Ejercicio propuesto A.
Reúne todas las líneas de los registros que contienen la palabra "facade", teniendo en cuenta que las mayúsculas y las minúsculas cuentan.

Texto proporcionado.
La tradición posterior ha destacado la función de los varones, 
portadores «oficiales» de la palabra y la celebración de pascua. Pero 
en el principio las cosas fueron diferentes: el primer apostolado y 
consuelo de pascua vino a realizarse a través de estas mujeres, en la 
fuente de agua viva y primera de la Iglesia. Ellas continúan ofreciendo 
el consuelo de Jesús y nos conducen a su encuentro en Galilea. 
Nosotros, cristianos del siglo xx, seguimos apoyados en su experiencia: 
sólo con ellas podremos subir de nuevo a la montaña de la nueva 
revelación (cf. Mt 28,16-20), superando, como ellas hicieron, las 
seguridades de muerte de la vieja Jerusalén. En el camino que lleva de 
Mc 16,1-8 (las mujeres huyen) a Mt 28 (las mujeres van y encuentran a 
Jesús) se contiene todo el misterio y tarea de la pascua (de la vida de 
la Iglesia)5.

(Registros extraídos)
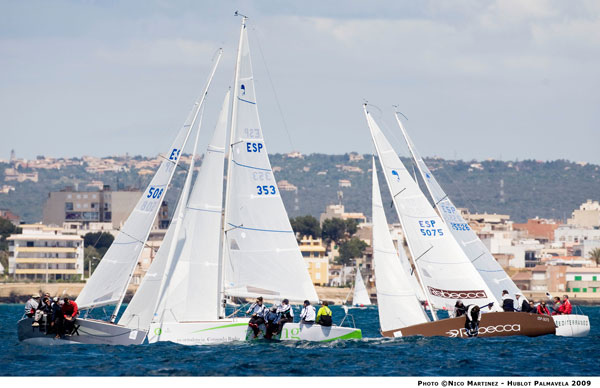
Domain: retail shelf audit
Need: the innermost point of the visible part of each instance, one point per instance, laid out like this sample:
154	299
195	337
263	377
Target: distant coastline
11	293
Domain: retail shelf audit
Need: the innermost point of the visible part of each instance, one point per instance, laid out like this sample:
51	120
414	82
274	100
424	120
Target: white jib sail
261	254
109	281
489	269
140	311
194	275
396	298
361	296
445	270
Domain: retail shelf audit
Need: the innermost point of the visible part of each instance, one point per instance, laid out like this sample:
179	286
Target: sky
483	79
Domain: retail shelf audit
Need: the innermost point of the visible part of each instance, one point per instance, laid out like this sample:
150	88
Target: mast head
244	17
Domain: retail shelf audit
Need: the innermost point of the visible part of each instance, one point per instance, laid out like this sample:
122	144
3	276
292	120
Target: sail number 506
266	190
154	192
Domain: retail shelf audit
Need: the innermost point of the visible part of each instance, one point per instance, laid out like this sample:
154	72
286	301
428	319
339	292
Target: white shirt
284	308
308	314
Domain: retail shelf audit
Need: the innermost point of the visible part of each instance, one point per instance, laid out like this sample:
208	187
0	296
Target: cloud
159	52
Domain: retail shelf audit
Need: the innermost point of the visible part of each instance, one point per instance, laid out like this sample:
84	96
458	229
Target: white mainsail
444	269
361	296
489	269
109	282
261	255
397	300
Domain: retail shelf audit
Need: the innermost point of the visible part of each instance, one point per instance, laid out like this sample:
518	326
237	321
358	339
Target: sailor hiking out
324	315
286	314
257	315
308	313
272	319
472	318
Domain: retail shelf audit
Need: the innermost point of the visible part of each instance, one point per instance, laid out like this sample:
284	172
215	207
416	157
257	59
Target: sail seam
260	230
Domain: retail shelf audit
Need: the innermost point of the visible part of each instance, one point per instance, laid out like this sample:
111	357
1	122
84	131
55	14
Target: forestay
444	269
489	269
397	301
361	296
109	281
261	255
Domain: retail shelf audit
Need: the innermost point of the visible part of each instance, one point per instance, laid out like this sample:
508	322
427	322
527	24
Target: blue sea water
372	356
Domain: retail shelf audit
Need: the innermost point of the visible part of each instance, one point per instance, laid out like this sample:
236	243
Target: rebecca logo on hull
475	294
487	330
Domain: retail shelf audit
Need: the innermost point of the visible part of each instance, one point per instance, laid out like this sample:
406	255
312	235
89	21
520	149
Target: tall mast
433	314
200	104
232	123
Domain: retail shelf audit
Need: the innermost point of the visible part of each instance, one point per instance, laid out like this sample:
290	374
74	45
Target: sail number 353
266	190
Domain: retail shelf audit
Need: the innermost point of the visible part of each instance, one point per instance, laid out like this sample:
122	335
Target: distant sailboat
361	296
445	272
108	284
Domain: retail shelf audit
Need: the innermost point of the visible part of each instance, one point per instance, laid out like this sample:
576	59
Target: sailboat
445	272
496	278
360	296
108	284
252	252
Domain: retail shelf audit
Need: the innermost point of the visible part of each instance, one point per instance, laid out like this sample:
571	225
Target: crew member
557	307
472	318
308	313
257	314
459	309
57	316
70	311
286	314
567	307
271	319
32	304
542	309
507	302
324	316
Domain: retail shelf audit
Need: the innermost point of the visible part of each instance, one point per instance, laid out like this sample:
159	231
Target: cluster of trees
340	231
95	246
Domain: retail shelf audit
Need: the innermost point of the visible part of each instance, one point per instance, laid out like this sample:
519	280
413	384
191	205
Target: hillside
530	188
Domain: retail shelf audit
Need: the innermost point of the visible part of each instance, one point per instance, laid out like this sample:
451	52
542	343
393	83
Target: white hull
572	325
236	329
89	331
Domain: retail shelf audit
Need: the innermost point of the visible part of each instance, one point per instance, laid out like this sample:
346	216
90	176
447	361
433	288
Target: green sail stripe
356	334
221	327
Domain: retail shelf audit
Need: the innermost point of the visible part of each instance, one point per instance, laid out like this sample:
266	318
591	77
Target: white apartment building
44	253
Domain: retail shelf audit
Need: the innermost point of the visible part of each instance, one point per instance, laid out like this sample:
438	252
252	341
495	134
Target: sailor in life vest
286	314
567	308
271	320
472	318
308	313
507	302
324	315
257	315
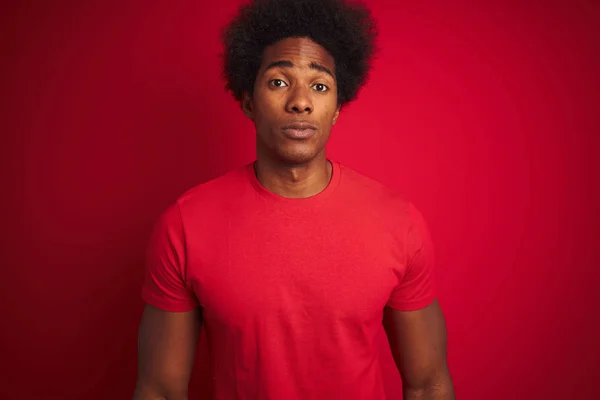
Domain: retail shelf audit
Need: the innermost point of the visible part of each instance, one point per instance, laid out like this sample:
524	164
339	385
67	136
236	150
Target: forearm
438	389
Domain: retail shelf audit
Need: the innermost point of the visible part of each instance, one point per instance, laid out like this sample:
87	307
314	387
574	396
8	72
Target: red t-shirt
292	290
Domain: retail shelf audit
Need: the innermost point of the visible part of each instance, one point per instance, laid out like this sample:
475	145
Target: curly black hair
345	29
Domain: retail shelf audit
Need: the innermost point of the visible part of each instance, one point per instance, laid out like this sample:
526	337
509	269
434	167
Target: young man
294	263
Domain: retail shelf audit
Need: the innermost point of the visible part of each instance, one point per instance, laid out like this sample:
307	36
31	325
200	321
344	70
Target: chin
297	156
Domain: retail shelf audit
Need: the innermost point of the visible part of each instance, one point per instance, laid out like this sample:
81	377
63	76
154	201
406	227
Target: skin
296	81
293	84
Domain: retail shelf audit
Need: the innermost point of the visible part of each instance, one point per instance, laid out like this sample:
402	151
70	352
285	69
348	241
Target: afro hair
345	29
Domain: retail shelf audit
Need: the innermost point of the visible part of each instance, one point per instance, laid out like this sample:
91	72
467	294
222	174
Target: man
293	263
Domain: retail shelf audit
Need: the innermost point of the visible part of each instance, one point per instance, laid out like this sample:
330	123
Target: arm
418	343
166	352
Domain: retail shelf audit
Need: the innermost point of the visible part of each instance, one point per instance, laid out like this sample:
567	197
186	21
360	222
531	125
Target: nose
299	101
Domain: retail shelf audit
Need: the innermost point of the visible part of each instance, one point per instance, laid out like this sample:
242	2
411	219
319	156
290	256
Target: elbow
437	386
153	393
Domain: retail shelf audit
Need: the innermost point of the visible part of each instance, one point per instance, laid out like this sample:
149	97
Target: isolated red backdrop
486	116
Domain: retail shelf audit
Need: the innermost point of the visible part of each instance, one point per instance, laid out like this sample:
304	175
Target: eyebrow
289	64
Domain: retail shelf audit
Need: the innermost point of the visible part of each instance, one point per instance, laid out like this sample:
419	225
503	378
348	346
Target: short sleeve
415	289
164	284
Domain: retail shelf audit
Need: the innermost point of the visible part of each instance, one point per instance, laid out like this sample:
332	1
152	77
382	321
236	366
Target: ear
247	105
336	115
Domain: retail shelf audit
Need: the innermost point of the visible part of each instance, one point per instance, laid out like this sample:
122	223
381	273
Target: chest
254	270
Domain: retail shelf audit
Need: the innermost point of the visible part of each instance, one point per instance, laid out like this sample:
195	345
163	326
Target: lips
299	125
299	130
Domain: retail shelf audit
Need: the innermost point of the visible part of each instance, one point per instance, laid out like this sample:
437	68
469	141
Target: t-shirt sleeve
415	289
164	284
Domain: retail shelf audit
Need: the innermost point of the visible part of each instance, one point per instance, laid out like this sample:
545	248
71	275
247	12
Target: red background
486	116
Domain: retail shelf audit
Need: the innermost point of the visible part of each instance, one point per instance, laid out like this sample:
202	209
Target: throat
298	181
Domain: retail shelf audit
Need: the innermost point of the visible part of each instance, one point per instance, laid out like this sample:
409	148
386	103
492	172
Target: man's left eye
320	87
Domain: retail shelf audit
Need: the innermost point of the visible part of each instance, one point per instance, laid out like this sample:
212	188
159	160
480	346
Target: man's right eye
278	83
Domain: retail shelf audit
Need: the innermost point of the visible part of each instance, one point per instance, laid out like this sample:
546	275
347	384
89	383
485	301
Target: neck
294	181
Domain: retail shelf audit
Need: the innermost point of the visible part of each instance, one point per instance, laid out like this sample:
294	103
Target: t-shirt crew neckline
288	204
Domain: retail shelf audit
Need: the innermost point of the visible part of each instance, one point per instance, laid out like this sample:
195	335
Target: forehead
300	51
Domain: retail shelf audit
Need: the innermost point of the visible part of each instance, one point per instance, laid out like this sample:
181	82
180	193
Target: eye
319	87
277	83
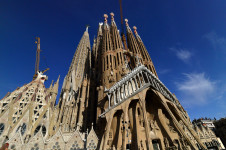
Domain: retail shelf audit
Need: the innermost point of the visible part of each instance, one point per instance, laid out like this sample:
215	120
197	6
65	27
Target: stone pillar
147	127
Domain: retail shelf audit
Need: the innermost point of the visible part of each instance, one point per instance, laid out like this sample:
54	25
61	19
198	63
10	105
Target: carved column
106	134
147	127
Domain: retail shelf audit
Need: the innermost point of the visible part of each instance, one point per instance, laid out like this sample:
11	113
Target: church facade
111	99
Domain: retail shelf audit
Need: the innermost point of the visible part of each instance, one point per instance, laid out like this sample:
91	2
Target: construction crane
38	58
122	26
129	55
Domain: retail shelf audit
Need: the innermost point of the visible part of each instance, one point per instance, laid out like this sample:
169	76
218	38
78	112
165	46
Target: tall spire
132	43
144	53
116	39
107	43
37	57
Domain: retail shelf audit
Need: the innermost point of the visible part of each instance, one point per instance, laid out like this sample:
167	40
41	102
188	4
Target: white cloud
216	41
164	71
182	54
195	89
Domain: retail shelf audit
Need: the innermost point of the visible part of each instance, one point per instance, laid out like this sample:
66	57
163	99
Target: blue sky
186	41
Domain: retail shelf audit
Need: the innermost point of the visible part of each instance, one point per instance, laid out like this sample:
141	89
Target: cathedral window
117	59
74	146
2	127
43	130
35	147
107	62
23	128
37	129
56	146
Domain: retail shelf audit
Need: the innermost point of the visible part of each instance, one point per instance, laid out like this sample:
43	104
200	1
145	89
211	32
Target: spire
87	27
56	85
105	20
132	43
144	53
116	39
107	43
112	19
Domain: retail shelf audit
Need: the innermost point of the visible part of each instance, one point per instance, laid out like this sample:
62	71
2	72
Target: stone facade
111	99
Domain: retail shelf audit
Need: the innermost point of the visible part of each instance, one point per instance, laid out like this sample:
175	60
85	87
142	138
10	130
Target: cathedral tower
74	98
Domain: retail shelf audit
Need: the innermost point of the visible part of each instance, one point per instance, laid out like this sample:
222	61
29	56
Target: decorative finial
87	26
92	125
105	18
126	20
112	15
135	29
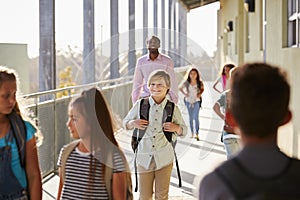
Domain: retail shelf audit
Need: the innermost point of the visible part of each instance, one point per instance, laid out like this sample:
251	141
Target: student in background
223	79
192	88
96	151
259	105
20	176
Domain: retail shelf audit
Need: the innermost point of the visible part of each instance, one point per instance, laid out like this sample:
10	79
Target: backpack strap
65	154
19	133
138	134
167	117
108	174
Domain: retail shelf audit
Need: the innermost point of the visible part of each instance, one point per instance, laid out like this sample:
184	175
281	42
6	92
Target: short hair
160	74
259	98
153	37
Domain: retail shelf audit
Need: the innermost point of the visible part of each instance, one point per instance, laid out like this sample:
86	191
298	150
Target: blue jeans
193	110
232	146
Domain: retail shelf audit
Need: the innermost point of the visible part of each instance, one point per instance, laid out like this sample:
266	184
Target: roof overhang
191	4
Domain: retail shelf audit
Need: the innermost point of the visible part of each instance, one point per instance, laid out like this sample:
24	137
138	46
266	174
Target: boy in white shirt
155	154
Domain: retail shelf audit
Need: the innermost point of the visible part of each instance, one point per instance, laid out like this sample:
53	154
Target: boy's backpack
108	170
138	134
20	134
244	185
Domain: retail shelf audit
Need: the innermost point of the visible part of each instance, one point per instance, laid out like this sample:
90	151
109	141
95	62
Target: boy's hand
170	127
138	123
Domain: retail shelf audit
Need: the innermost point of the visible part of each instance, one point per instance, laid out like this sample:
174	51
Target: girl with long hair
192	88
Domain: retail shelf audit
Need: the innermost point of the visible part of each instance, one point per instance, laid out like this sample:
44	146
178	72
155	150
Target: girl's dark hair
188	81
92	105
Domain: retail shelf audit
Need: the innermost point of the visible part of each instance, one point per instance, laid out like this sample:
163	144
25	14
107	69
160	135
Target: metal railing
51	113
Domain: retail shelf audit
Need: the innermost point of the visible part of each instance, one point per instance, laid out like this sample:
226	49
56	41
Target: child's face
79	122
7	97
158	88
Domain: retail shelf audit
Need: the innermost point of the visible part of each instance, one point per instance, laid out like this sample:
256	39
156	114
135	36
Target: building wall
15	56
276	52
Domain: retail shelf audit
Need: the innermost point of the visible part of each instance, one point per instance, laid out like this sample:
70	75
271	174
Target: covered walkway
196	158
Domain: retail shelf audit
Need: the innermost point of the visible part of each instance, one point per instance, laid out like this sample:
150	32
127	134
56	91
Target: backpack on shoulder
138	134
108	170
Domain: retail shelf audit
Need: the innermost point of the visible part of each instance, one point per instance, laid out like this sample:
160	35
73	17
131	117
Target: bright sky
19	21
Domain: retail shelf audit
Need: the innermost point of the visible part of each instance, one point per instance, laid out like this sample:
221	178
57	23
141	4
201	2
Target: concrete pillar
240	32
145	25
175	26
170	26
114	33
182	34
88	42
47	67
155	16
131	52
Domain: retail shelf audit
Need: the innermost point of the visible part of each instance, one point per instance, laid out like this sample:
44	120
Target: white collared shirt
154	143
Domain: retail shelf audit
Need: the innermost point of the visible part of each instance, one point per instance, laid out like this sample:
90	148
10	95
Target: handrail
48	92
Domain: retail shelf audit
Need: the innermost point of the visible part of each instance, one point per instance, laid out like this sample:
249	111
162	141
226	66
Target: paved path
196	158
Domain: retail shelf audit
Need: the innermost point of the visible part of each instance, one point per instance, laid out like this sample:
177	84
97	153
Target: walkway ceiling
191	4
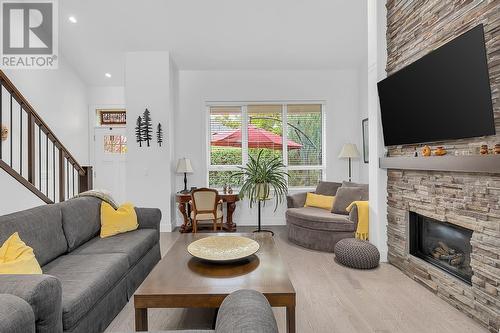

Ejercicio propuesto B.
Extrae literalmente del texto sobre las mujeres y la pascua el fragmento comprendido entre "La tradición posterior" y "encuentro en Galilea.", ambos incluidos.

Respuesta completa A.
Target: church facade
Target: stone facade

Respuesta completa B.
La tradición posterior ha destacado la función de los varones, 
portadores «oficiales» de la palabra y la celebración de pascua. Pero 
en el principio las cosas fueron diferentes: el primer apostolado y 
consuelo de pascua vino a realizarse a través de estas mujeres, en la 
fuente de agua viva y primera de la Iglesia. Ellas continúan ofreciendo 
el consuelo de Jesús y nos conducen a su encuentro en Galilea.